#### Activity:
Each line below from the one containing "positive clicks: (52, 55)" through the one containing "positive clicks: (141, 34)" should be output exactly as it stands, and no other line should appear.

(Saved data entries)
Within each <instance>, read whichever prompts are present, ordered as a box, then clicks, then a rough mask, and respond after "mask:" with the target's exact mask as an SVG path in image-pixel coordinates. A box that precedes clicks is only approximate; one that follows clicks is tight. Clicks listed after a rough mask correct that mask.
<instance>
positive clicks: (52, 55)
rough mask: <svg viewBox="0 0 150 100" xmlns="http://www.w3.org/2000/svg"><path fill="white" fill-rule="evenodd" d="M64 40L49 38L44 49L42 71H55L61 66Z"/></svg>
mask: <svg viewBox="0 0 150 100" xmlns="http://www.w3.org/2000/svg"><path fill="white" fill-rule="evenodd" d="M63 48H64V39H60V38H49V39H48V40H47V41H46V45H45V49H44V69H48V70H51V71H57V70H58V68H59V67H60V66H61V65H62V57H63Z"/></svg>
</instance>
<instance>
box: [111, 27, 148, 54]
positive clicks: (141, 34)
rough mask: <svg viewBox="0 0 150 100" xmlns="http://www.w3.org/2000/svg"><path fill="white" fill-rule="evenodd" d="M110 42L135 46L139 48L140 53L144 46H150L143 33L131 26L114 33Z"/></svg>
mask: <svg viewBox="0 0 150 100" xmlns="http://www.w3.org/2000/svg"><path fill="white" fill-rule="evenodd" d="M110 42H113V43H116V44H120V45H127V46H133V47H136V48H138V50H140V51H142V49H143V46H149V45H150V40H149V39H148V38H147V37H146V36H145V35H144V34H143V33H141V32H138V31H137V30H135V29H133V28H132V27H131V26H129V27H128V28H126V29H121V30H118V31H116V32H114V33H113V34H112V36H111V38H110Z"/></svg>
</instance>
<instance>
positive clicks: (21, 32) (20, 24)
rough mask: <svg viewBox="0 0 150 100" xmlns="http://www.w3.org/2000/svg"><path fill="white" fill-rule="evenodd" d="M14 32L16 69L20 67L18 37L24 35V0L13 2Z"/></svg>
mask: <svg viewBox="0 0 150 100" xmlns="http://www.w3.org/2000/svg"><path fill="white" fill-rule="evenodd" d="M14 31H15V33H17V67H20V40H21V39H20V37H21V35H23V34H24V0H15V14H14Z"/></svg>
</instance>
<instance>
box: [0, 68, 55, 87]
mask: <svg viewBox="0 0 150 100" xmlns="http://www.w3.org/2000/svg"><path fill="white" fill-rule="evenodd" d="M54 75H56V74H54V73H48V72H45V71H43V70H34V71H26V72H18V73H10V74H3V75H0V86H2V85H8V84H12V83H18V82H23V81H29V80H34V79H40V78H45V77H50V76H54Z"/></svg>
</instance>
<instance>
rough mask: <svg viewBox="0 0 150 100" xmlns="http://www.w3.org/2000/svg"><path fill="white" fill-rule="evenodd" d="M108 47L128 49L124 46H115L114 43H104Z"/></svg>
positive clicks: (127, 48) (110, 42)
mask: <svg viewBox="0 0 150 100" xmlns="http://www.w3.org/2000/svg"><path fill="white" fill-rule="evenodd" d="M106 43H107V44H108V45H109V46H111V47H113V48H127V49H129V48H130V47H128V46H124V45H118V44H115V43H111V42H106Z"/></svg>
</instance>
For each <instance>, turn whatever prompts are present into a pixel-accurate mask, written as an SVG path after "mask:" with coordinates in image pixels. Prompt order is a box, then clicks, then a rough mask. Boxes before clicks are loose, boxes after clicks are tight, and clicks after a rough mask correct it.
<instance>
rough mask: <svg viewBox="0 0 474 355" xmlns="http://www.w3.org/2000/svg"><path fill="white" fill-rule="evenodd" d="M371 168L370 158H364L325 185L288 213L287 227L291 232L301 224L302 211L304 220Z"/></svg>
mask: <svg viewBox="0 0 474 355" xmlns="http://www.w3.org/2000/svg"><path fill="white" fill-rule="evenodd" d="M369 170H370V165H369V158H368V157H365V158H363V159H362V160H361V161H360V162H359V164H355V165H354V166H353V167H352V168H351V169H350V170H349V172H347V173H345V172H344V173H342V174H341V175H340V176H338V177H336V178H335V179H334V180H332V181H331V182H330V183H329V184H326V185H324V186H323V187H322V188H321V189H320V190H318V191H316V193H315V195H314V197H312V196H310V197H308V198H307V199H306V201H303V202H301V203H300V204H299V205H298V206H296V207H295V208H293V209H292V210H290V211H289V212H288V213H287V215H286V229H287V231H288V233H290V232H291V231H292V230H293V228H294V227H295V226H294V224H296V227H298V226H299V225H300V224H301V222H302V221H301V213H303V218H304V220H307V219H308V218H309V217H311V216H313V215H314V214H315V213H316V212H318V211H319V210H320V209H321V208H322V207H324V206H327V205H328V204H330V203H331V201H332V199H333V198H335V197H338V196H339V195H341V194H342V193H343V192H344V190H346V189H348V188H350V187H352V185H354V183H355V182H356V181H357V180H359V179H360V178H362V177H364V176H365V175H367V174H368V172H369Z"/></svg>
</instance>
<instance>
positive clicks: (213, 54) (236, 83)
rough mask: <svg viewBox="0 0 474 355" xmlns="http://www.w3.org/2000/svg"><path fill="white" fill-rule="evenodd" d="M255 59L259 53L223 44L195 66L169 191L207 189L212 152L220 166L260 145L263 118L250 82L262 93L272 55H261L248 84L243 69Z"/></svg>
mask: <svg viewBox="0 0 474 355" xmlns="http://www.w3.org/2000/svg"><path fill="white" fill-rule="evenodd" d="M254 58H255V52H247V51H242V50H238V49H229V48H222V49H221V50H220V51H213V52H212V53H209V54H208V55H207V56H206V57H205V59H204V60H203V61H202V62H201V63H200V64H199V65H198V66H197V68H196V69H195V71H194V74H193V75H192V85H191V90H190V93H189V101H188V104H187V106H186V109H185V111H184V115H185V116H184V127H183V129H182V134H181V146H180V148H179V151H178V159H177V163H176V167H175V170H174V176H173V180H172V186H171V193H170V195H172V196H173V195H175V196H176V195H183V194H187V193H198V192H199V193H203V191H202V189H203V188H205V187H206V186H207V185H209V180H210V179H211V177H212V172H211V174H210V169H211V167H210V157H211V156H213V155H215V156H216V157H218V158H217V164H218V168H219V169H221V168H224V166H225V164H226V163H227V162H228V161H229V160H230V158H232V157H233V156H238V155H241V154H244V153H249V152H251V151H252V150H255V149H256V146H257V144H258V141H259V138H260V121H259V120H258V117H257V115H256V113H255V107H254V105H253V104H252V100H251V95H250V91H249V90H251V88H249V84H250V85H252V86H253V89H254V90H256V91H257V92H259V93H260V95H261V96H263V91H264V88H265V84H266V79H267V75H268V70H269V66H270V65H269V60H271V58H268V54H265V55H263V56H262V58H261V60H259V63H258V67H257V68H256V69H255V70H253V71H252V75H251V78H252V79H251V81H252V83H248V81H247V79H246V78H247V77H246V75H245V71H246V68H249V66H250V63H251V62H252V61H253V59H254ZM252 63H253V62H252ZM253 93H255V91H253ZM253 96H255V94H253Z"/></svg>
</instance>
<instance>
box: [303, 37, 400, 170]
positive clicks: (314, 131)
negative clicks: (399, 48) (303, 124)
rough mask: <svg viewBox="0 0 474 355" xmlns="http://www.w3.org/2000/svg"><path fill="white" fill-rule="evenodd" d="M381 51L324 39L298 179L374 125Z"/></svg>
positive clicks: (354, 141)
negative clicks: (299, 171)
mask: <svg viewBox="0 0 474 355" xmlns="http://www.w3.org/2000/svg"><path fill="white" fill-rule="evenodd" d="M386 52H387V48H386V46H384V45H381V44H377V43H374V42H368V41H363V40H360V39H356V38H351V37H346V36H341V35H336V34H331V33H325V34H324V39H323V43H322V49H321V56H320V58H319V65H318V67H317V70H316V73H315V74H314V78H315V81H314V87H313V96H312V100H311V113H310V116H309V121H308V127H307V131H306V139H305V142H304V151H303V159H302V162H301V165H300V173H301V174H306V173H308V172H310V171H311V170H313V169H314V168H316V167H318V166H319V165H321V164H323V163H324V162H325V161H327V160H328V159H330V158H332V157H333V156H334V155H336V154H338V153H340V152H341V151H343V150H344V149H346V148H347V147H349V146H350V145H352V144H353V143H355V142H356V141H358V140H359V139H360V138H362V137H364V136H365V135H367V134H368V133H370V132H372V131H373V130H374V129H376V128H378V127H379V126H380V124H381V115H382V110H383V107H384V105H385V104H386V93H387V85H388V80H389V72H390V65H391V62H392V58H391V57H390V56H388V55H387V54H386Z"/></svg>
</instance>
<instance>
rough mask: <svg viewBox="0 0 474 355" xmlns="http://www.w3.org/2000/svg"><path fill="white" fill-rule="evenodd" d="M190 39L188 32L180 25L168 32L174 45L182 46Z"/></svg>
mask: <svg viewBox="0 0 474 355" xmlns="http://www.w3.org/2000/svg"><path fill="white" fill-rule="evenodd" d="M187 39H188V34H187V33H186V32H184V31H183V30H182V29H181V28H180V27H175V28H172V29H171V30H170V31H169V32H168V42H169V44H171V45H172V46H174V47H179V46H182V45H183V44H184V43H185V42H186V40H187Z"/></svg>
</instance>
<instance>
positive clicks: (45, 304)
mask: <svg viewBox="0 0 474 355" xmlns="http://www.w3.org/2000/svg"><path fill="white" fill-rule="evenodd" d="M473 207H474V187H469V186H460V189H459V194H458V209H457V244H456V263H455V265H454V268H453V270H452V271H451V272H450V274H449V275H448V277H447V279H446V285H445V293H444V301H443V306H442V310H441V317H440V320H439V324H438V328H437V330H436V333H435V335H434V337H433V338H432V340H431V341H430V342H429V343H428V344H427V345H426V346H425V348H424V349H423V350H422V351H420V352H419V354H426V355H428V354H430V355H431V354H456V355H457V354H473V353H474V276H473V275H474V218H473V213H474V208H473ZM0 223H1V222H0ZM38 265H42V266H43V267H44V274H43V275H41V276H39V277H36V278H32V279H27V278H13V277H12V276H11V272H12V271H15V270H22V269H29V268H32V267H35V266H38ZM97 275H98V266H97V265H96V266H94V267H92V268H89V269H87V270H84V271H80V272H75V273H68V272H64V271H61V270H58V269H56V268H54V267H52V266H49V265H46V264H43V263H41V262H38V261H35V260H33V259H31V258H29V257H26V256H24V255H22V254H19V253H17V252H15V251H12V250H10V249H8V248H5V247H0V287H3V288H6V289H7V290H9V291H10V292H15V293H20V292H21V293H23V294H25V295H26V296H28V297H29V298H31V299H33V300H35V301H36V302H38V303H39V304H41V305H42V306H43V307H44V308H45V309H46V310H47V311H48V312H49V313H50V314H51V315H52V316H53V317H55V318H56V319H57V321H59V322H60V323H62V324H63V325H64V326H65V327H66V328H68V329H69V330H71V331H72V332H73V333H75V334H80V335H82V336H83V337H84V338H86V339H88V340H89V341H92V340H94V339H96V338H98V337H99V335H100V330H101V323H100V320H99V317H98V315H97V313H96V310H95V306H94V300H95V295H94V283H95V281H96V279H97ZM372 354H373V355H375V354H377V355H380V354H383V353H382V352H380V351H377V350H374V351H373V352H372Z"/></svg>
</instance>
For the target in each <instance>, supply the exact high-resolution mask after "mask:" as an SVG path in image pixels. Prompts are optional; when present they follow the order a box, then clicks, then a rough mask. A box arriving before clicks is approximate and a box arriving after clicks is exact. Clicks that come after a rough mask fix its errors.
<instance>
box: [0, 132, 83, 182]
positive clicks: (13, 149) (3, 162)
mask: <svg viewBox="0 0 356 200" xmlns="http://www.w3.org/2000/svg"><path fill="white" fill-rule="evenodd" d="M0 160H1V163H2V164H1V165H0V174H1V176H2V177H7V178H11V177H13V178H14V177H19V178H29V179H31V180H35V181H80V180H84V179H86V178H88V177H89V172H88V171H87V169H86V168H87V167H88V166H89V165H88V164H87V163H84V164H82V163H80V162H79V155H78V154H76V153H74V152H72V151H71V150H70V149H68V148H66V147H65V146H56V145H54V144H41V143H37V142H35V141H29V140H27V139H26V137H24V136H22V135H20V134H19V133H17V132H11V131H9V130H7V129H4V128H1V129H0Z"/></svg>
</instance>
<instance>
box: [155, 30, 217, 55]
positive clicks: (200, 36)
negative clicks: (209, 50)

#### Response box:
positive clicks: (52, 55)
rough mask: <svg viewBox="0 0 150 100" xmlns="http://www.w3.org/2000/svg"><path fill="white" fill-rule="evenodd" d="M64 40L49 38L44 49L42 71H55L61 66Z"/></svg>
mask: <svg viewBox="0 0 150 100" xmlns="http://www.w3.org/2000/svg"><path fill="white" fill-rule="evenodd" d="M63 48H64V39H60V38H49V39H48V40H47V41H46V45H45V49H44V69H48V70H51V71H57V70H58V68H59V67H60V66H61V65H62V57H63Z"/></svg>
</instance>
<instance>
box: [111, 27, 148, 54]
positive clicks: (141, 34)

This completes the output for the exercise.